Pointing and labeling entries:

+--

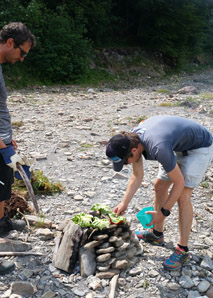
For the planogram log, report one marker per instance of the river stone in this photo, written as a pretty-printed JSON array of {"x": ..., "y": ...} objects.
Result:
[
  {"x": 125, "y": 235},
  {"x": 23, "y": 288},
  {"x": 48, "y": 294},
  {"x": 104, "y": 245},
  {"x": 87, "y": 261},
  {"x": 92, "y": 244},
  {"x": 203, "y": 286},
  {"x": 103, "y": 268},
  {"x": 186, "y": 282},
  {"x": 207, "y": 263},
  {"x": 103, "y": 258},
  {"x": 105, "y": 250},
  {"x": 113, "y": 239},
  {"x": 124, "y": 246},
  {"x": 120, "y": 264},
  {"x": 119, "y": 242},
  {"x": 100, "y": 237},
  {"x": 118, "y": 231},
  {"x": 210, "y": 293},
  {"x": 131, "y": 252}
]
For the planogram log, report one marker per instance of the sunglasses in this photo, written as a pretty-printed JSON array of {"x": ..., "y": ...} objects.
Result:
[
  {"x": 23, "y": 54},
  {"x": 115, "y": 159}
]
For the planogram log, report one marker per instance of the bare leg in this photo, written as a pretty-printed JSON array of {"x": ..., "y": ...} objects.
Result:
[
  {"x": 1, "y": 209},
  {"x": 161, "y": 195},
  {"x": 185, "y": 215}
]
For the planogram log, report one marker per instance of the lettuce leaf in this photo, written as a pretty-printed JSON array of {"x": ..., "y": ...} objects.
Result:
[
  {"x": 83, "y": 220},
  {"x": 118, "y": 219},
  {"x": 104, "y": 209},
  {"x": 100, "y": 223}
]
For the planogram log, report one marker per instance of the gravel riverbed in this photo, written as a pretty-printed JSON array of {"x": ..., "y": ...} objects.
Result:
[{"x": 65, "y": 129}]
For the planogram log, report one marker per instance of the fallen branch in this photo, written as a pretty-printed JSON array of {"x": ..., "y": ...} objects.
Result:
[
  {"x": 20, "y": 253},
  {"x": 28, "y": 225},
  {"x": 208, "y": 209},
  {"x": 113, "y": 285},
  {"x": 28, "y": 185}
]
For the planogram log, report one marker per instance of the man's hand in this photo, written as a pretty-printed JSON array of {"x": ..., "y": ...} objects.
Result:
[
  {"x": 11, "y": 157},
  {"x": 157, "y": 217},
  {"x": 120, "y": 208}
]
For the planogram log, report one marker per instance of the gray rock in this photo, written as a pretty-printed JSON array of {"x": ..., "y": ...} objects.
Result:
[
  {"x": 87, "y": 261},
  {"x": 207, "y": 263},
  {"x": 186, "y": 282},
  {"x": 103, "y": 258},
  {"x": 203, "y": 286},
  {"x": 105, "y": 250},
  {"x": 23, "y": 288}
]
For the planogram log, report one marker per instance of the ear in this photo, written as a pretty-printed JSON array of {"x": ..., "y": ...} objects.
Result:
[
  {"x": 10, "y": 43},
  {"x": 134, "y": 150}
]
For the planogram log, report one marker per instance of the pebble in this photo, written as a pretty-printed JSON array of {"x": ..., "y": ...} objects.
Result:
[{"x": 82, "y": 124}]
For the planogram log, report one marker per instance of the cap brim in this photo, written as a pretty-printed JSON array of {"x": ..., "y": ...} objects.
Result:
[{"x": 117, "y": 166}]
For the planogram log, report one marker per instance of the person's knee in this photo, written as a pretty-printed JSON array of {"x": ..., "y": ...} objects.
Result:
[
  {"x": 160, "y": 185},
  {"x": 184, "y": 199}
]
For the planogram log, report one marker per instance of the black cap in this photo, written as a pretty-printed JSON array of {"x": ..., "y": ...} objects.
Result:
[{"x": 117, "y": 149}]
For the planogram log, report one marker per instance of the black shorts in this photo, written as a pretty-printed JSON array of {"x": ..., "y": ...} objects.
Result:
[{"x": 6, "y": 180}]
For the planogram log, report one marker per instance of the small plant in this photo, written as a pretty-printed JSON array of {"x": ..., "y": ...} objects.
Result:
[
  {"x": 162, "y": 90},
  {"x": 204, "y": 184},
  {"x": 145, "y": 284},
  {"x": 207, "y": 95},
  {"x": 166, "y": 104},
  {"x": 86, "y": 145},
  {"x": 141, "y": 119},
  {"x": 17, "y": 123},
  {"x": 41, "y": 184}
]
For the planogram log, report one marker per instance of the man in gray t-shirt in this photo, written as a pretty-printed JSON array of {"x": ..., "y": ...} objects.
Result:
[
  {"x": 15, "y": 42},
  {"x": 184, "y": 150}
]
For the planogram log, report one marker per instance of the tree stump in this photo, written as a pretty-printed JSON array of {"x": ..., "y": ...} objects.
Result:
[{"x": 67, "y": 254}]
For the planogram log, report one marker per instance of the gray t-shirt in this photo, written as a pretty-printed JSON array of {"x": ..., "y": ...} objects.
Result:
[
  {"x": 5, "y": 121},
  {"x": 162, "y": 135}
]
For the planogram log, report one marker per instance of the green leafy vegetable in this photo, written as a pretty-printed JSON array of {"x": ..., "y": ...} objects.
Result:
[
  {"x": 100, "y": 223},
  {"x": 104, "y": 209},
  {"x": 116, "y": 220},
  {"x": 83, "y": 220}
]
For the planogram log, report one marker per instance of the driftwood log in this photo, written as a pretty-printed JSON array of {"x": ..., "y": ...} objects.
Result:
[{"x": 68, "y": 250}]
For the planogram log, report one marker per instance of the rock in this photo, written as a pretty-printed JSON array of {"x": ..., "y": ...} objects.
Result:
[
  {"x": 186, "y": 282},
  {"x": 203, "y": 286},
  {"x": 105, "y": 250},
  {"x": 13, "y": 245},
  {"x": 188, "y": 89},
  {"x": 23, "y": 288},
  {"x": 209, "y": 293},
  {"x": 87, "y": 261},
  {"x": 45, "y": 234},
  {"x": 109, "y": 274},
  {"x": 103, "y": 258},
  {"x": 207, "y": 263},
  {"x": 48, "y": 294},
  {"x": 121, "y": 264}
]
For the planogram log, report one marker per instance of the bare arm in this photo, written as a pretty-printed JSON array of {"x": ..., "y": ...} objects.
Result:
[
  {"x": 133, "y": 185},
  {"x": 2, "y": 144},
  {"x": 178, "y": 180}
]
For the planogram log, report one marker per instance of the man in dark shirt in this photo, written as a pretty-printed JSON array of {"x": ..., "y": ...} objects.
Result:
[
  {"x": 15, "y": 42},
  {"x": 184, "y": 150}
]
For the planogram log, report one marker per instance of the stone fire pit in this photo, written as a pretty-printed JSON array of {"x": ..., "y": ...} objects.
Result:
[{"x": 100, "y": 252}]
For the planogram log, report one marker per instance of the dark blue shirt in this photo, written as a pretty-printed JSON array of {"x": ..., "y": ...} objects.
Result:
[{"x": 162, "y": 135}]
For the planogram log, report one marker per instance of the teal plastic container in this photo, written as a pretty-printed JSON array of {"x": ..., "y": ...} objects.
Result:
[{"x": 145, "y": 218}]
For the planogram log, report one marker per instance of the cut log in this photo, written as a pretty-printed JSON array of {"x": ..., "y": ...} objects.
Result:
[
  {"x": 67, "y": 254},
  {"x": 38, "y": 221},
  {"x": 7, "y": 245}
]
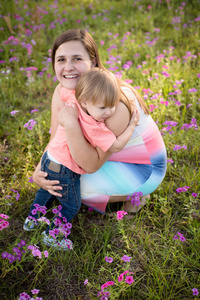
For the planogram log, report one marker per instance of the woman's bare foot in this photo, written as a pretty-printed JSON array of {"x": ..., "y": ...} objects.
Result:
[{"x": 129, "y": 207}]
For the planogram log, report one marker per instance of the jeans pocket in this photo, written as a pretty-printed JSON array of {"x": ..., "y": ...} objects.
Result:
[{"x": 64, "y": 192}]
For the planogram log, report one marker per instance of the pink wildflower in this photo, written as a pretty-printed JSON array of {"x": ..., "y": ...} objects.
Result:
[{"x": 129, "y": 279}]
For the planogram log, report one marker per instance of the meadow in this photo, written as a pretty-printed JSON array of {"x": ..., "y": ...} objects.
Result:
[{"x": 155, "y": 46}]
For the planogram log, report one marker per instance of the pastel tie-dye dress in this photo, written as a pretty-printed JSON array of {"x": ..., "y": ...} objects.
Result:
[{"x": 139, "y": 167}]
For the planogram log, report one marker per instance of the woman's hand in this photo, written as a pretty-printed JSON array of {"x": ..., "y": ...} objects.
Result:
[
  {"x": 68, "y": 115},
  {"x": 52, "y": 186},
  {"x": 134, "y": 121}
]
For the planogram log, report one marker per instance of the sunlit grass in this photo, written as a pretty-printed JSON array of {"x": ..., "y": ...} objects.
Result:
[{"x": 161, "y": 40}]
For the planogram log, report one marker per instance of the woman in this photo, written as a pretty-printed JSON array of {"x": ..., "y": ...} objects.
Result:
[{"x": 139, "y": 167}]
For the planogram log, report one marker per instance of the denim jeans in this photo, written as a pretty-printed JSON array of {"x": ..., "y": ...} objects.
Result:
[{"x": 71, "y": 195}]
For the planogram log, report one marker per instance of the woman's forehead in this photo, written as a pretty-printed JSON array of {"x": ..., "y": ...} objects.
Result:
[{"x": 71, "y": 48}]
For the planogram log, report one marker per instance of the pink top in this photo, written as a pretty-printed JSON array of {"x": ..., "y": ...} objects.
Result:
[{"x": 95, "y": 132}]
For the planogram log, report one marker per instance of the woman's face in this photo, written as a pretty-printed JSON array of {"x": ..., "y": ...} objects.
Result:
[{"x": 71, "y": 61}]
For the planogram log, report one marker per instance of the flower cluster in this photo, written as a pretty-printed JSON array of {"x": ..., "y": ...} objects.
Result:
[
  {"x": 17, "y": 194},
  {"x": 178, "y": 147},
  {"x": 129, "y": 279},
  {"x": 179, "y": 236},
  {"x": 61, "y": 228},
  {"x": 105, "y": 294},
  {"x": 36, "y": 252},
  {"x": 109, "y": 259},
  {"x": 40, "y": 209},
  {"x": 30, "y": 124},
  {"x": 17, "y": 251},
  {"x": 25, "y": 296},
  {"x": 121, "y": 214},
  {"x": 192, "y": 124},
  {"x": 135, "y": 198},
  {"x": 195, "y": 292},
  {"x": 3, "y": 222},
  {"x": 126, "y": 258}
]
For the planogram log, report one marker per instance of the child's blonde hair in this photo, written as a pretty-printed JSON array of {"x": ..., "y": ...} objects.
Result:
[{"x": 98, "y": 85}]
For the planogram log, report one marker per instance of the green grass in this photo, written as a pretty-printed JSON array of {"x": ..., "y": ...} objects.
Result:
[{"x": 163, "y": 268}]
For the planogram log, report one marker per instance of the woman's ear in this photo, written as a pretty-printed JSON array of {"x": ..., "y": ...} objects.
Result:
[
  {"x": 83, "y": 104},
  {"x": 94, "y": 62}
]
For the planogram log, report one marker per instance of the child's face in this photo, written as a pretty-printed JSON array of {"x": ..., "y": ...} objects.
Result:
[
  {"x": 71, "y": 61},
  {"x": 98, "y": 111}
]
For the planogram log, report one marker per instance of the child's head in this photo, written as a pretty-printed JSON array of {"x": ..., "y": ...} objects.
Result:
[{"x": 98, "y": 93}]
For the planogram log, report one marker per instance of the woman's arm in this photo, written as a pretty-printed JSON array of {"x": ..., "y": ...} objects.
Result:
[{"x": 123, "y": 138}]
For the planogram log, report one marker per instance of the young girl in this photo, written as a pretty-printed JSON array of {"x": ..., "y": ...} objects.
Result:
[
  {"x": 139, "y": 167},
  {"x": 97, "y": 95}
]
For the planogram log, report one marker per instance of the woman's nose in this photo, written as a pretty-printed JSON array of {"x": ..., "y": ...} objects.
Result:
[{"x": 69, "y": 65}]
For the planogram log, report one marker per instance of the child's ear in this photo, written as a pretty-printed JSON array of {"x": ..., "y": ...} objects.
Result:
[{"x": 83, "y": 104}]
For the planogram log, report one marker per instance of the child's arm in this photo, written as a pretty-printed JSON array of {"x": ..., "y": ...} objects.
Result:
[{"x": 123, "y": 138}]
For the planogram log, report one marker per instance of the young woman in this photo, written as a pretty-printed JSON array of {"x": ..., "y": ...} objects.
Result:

+--

Rewrite the records from the line with "the young woman" through the end of the records, replacing "planogram log" with "inventory log" and leaving everything else unchanged.

*Task result*.
For the inventory log, report one marker per instance of the young woman in this photo, written as a pretty-printed JSON array of {"x": ..., "y": ...} objects.
Result:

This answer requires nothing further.